Cite textualmente todos los datos que figuran a continuación, sin omitir ninguno.

Entradas de una colección de etiquetado
::::::::::

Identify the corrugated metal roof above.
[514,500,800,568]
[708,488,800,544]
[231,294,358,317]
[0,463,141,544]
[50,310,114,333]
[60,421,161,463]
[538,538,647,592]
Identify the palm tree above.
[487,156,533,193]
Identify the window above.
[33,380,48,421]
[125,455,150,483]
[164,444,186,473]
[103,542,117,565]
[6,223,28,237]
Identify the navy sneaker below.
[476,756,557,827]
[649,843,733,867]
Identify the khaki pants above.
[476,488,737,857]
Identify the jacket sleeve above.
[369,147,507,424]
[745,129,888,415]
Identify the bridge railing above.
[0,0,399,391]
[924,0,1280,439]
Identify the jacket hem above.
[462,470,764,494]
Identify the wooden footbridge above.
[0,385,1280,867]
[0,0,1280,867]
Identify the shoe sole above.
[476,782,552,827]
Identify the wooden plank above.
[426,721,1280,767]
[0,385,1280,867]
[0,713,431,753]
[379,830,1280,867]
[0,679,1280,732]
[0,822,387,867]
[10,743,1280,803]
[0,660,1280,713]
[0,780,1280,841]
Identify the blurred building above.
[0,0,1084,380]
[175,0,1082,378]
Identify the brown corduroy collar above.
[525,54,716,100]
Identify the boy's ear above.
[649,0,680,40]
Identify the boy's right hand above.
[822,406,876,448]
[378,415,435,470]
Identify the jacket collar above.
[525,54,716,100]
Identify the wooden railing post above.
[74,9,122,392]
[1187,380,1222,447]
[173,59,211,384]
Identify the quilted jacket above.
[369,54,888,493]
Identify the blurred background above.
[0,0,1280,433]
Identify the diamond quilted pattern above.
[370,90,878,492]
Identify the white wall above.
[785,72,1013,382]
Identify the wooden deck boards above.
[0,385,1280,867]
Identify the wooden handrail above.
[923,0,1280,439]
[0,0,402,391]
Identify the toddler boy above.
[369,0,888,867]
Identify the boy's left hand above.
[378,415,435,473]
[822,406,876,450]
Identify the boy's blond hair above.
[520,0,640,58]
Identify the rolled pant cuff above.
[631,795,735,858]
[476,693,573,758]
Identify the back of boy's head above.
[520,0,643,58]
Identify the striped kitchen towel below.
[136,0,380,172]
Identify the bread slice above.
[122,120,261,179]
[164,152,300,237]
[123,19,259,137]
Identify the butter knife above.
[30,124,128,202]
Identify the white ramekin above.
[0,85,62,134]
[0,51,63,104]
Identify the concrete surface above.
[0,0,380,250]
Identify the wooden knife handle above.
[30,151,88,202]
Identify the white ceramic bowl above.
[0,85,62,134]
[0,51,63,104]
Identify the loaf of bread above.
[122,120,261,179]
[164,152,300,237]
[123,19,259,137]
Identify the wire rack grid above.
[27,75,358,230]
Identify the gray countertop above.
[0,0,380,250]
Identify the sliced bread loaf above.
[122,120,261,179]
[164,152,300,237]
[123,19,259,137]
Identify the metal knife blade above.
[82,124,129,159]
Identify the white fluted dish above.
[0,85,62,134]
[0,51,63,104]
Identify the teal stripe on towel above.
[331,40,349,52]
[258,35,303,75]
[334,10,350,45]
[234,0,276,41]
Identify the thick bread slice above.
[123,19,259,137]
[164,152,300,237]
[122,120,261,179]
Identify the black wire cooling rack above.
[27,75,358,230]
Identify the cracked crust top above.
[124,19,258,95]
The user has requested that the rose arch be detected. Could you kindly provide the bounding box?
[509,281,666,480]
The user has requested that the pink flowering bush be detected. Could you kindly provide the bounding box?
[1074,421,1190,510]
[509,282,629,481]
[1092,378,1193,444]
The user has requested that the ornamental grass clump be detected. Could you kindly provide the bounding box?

::::::::::

● Solución
Identify the corrugated metal roof above.
[514,500,800,568]
[708,488,800,544]
[231,294,358,317]
[0,463,141,544]
[50,310,114,333]
[60,421,161,463]
[538,538,647,592]
Identify the palm tree above.
[487,156,533,193]
Identify the window above.
[33,380,48,421]
[125,455,150,483]
[164,444,186,473]
[103,542,117,565]
[6,223,28,237]
Identify the navy sneaker below.
[476,756,557,827]
[649,843,733,867]
Identify the khaki pants above.
[476,488,737,857]
Identify the jacket sleeve above.
[369,147,507,424]
[745,129,888,415]
Identify the bridge railing above.
[0,0,399,391]
[924,0,1280,439]
Identify the jacket hem above.
[462,470,764,494]
Identify the wooden footbridge above.
[0,385,1280,867]
[0,0,1280,867]
Identify the shoe sole above.
[476,782,552,827]
Identify the wooden plank above.
[426,721,1280,767]
[0,385,1280,867]
[0,713,431,753]
[379,830,1280,867]
[0,679,1280,732]
[0,822,387,867]
[10,743,1280,803]
[0,660,1280,713]
[0,780,1280,841]
Identify the blurred building above.
[0,0,1084,380]
[175,0,1082,378]
Identify the brown corduroy collar above.
[525,54,716,100]
Identify the boy's ear above.
[649,0,680,40]
Identify the boy's right hand above.
[822,406,876,448]
[378,415,435,470]
Identify the jacket collar above.
[525,54,716,100]
Identify the wooden railing post above.
[74,9,122,392]
[1187,380,1222,447]
[173,59,211,384]
Identify the quilted jacket above.
[369,54,888,493]
Identify the blurred background above.
[0,0,1280,433]
Identify the diamond quilted pattern above.
[370,90,878,492]
Identify the white wall above.
[785,72,1013,382]
Identify the wooden deck boards above.
[0,385,1280,867]
Identify the wooden handrail above.
[923,0,1280,439]
[0,0,402,391]
Identify the toddler boy above.
[369,0,888,867]
Identify the boy's left hand above.
[378,415,435,473]
[822,406,876,450]
Identify the boy's blond hair above.
[520,0,640,58]
Identify the rolled pant cuff above.
[631,795,735,858]
[476,693,573,758]
Identify the back of boy's head above.
[520,0,643,58]
Identify the striped kitchen towel below.
[136,0,380,172]
Identify the bread slice above.
[122,120,261,179]
[164,152,300,237]
[123,19,259,137]
Identify the butter knife above.
[30,124,128,202]
Identify the white ramekin above.
[0,85,62,134]
[0,51,63,104]
Identify the concrete surface above.
[0,0,380,250]
Identify the wooden knife handle above.
[30,151,88,202]
Identify the white ceramic bowl above.
[0,85,62,134]
[0,51,63,104]
Identify the loaf of bread above.
[122,120,261,179]
[164,152,300,237]
[123,19,259,137]
Identify the wire rack grid above.
[27,75,358,230]
Identify the gray countertop above.
[0,0,380,250]
Identify the sliced bread loaf above.
[122,120,261,179]
[164,152,300,237]
[123,19,259,137]
Identify the metal knife blade above.
[82,124,129,159]
Identify the white fluted dish above.
[0,85,62,134]
[0,51,63,104]
Identify the teal stripe on towel above.
[331,40,349,52]
[258,35,303,75]
[334,10,350,45]
[234,0,276,41]
Identify the thick bread slice above.
[123,19,259,137]
[164,152,300,237]
[122,120,261,179]
Identify the black wire cooling rack above.
[27,75,358,230]
Identify the cracked crust top above.
[124,19,258,95]
The user has requested that the rose arch be detected. Could you kindly provide the bounding box?
[509,281,666,480]
The user has requested that the pink flowering bush be detected. Could you kindly provide the bounding box?
[1074,421,1190,510]
[509,282,629,481]
[1092,378,1193,444]
The user has requested that the ornamental grass clump be detected. Could you kindly provide the bounding box?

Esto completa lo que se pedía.